Comparative International Education Society (CIES) 2023
In 2023, the After 2030 project hosted a day-long workshop in conjunction with the Annual Meeting of the Comparative International Education Society (CIES).
CIES is the largest society for comparative education in the world and both PIs have long-standing engagement with CIES. Currently, CIES has over 3,300 members representing 110 countries. Many scholars working on Higher Education for Sustainable Development attend the conference, which helps the project minimize both carbon emissions and costs. By convening workshops alongside the CIES Annual Meeting is a more inclusive, cost-effective, and environmentally friendly choice.
In Year 2 of the project, we plan to host a second day-long workshop at CIES 2024 or 2025.
Objective 1: Taking Stock Overarching Question: In what ways have universities engaged with the SDGs? What has the SDG agenda accomplished so far and what have we – as comparative education and higher education scholars and practitioners – done to promote the SDG agenda thus far?
Specific Discussion Questions:
• What is the most important lesson you/we have learned about what universities and education scholars can do to contribute to the implementation of the SDGs?
• How can we understand and/or frame our collective contributions?
• What roles are different stakeholder groups playing in advancing HESD? (Researchers, university administrators, NGOs and civil society)?
• Universities were given a role in advancing the 2030 agenda, but how can we know what the real impact has been?
• What is the role of the CIES community in carrying out this synthesis work?
• What does the group see as the priority for the next year?
• How can we effectively “take stock” of what HESD has accomplished?
• What follow-up actions are suggested?
Objective 2: Critical Evaluation of the HESD and the SDGs
• What is missing from current conversations about both the SDG agenda and specifically universities’ role in supporting the SDGs?
• What is your main criticism of the SDG agenda?
• What has been ignored in the current SDG agenda and the framing of universities’ role in promoting the SDGs? To what extent and how are universities addressing all dimensions of the SDGs (economic, social, cultural, and environmental) – is this universities role or should universities role be more limited?

### Items drawn from a data source
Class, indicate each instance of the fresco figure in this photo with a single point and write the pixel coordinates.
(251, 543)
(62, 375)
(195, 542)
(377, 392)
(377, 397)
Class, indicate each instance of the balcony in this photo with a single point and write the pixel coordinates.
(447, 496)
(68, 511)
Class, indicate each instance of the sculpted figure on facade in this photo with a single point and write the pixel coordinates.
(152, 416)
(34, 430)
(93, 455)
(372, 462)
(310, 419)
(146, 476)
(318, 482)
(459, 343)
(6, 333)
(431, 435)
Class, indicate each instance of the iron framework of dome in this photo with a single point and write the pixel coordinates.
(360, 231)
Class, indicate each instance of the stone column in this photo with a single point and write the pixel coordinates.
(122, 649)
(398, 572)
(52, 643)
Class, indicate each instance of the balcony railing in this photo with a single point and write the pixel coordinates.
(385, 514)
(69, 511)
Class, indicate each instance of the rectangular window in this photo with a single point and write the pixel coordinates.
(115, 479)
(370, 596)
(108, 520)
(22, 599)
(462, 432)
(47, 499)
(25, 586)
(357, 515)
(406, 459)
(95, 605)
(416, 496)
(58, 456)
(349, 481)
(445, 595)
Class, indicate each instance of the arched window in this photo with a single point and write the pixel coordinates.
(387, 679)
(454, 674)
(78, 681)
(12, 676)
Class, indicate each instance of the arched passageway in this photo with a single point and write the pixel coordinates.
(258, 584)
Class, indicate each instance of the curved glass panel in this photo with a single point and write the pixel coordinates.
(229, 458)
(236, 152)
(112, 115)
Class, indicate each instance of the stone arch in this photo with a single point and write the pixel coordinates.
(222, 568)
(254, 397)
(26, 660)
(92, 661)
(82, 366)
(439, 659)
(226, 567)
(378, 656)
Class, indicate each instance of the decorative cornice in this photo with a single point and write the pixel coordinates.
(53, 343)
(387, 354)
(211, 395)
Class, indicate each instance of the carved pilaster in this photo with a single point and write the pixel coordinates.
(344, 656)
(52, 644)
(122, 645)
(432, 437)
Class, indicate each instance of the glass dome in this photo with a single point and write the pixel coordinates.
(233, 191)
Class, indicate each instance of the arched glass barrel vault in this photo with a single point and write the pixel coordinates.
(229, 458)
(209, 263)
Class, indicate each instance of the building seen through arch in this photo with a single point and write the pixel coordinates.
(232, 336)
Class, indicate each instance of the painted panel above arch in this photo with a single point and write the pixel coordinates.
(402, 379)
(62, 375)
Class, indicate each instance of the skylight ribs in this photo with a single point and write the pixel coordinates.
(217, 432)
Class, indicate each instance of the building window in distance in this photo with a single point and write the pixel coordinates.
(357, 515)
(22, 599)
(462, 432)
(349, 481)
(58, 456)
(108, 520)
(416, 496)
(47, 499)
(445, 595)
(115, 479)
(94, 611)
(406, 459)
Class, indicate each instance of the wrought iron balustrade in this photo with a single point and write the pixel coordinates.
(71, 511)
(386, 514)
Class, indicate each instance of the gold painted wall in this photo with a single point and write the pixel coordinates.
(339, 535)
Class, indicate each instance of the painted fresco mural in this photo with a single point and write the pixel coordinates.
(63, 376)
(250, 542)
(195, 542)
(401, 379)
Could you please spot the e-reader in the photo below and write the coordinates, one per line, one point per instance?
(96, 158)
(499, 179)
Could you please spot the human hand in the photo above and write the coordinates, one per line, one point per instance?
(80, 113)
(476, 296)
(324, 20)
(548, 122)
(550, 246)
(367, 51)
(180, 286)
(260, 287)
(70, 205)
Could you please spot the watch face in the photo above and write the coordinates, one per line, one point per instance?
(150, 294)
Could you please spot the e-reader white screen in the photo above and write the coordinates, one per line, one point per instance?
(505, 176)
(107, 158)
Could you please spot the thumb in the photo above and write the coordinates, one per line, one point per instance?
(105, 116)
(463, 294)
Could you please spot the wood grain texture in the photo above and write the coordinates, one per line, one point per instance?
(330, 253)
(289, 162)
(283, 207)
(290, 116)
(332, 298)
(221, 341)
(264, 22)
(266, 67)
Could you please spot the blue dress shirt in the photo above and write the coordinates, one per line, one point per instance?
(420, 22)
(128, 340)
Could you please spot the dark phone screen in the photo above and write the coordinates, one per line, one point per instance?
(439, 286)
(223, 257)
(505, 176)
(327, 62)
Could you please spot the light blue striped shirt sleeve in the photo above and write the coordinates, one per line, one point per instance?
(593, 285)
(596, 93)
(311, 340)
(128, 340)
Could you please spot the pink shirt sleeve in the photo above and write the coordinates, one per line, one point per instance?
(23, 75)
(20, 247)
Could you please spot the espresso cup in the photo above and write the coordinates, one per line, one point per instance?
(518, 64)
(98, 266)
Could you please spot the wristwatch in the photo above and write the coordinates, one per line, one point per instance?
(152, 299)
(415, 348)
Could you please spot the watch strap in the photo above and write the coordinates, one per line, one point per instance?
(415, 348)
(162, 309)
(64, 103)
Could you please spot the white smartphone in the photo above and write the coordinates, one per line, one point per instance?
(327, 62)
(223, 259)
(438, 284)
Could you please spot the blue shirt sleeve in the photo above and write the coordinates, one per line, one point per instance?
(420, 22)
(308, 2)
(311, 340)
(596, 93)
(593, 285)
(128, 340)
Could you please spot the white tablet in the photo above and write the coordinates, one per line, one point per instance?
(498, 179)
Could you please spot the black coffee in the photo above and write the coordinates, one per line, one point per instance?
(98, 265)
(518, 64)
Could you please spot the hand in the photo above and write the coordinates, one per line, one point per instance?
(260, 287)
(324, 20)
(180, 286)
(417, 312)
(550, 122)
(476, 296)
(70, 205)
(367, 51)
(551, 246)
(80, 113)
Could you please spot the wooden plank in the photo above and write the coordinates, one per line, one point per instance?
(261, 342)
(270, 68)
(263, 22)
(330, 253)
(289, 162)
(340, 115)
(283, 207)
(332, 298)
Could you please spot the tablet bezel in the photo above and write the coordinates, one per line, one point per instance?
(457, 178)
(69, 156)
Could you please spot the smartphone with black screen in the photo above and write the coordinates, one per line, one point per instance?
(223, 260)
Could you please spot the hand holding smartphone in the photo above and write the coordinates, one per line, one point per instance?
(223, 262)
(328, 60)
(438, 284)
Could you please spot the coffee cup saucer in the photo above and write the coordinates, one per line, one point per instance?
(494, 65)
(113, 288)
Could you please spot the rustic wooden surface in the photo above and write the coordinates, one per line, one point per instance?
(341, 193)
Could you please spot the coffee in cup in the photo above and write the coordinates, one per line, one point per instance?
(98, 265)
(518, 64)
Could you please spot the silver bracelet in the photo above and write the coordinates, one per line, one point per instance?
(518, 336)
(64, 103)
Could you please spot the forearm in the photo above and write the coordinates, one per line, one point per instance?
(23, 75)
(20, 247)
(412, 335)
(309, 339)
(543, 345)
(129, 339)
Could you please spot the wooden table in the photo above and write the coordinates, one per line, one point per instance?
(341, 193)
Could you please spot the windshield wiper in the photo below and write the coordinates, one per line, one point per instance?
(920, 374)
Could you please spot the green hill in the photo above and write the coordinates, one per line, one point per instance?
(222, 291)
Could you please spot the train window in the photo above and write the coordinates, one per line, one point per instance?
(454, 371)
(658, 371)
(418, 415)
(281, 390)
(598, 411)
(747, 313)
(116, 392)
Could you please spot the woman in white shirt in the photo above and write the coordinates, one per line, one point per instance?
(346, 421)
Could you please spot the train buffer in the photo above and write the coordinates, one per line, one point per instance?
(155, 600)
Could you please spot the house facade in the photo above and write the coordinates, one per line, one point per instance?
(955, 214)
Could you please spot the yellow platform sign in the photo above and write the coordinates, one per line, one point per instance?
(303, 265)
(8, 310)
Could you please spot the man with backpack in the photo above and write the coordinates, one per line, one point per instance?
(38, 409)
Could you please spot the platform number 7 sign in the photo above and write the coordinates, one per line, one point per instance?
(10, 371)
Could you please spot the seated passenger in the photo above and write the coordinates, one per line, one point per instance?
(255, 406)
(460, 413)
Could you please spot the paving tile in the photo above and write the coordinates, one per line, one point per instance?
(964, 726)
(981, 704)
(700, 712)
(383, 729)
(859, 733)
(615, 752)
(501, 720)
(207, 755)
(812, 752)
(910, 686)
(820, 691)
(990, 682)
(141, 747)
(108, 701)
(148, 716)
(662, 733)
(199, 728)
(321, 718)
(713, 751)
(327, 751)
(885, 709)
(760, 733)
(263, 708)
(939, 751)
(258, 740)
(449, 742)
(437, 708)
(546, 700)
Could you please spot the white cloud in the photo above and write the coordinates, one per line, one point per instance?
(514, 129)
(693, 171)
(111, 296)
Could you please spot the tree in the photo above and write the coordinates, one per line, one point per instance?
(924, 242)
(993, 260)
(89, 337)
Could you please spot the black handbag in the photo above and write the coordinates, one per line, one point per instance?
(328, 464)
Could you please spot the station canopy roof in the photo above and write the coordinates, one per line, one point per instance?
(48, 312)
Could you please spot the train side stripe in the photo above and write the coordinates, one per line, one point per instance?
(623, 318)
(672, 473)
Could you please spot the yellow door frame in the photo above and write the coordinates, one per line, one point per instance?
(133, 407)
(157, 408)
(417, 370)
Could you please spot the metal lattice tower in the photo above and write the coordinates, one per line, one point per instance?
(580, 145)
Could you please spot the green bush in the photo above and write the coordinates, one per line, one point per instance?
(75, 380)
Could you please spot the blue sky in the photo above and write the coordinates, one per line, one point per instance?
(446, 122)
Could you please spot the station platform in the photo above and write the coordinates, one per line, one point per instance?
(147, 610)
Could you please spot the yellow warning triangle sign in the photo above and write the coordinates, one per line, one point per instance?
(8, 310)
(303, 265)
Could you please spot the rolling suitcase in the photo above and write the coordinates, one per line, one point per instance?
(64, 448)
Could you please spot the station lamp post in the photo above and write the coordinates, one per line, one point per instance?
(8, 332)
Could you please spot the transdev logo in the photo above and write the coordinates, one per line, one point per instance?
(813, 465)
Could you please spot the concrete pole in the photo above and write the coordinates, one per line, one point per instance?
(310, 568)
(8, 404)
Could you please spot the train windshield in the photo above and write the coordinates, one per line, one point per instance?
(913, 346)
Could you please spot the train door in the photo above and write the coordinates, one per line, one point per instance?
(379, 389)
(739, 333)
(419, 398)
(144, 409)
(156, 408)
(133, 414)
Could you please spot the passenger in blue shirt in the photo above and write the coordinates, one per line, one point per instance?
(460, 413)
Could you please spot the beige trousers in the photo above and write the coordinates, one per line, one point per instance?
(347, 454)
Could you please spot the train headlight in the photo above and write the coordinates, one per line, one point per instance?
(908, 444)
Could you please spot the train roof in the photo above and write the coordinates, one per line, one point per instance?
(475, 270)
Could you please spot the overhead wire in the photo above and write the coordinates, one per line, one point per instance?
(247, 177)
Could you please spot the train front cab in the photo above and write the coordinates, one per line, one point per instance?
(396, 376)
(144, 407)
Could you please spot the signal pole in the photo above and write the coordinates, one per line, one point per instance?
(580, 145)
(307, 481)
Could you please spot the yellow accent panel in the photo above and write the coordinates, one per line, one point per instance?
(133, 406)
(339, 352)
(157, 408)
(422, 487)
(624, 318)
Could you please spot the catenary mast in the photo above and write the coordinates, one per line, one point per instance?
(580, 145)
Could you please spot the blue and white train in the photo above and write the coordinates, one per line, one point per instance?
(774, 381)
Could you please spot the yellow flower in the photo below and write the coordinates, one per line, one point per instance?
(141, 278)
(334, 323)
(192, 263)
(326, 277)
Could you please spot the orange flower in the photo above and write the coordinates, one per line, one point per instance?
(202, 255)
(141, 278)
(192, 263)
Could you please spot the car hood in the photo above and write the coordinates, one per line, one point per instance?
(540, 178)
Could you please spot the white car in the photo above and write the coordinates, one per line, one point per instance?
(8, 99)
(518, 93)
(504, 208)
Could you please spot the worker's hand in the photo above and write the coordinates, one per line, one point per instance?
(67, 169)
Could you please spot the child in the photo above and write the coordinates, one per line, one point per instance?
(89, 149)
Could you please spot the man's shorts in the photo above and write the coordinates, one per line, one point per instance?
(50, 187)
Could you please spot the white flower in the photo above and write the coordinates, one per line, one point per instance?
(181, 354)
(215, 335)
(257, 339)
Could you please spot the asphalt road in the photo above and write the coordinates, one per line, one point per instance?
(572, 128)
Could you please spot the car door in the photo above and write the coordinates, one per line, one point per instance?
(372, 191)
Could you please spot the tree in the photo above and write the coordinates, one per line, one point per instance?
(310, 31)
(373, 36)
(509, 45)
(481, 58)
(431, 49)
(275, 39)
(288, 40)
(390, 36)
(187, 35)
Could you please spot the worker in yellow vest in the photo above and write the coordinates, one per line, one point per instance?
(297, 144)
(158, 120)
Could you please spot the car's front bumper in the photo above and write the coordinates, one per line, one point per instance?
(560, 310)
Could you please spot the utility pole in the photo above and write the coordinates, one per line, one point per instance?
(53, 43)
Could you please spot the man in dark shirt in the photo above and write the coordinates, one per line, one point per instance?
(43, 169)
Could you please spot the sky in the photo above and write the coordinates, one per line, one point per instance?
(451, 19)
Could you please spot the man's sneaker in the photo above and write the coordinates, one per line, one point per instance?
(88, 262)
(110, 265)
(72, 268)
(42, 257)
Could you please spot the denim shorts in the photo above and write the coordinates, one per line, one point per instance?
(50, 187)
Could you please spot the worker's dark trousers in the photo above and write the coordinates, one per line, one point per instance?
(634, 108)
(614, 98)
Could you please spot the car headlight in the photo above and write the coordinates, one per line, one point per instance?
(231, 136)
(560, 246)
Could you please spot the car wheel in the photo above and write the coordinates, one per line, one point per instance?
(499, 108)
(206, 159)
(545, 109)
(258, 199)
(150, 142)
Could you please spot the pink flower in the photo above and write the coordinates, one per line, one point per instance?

### OBJECTIVE 1
According to the text on the CIES 2023 workshop, how many members does CIES currently have, and how many countries do they represent?
### OBJECTIVE 2
Go on with the text describing the CIES 2023 workshop, beginning after its final sentence.

### OUTPUT 1
CIES has over 3,300 members representing 110 countries.

### OUTPUT 2
• Are efforts too focused on short-term outputs?
• Has the vision been too limited to things like climate change over other areas of the SDG agenda? o Who is missing or what actors/communities have been ignored in universities actions and efforts? o What are the barriers, obstacles, challenges we face in supporting HESD?
• What kind of collaborations are missing in current approaches to supporting HESD? Are there any specific challenges impeding possible cooperation?
• What gaps should we highlight in project outputs that can lead the way to a conversation in Year 2 about “what comes next”?
Objective 3: Charting Next Steps
• Do you know of any formal processes for thinking through next steps for After 2030? What is the representation of the higher education sector in these processes and summits?
• What do participants think should be the next steps for producing a critical synthesis of universities and CIES’ role in the SDGs?
• What is your vision for the outcomes or roadmap of this project?
• Who do you think should be the primary audiences for the project and its outcomes? Who should we target to have an impact?
• What dissemination venues? What are priorities?
• How can we best create a voice for collective conversations and change?
• What follow-up actions are suggested and prioritized?
• Would you like to be involved in specific actions? What organizational structure would you like to be a part of? (i.e., sub-committees, workshops, collaborations, events, papers)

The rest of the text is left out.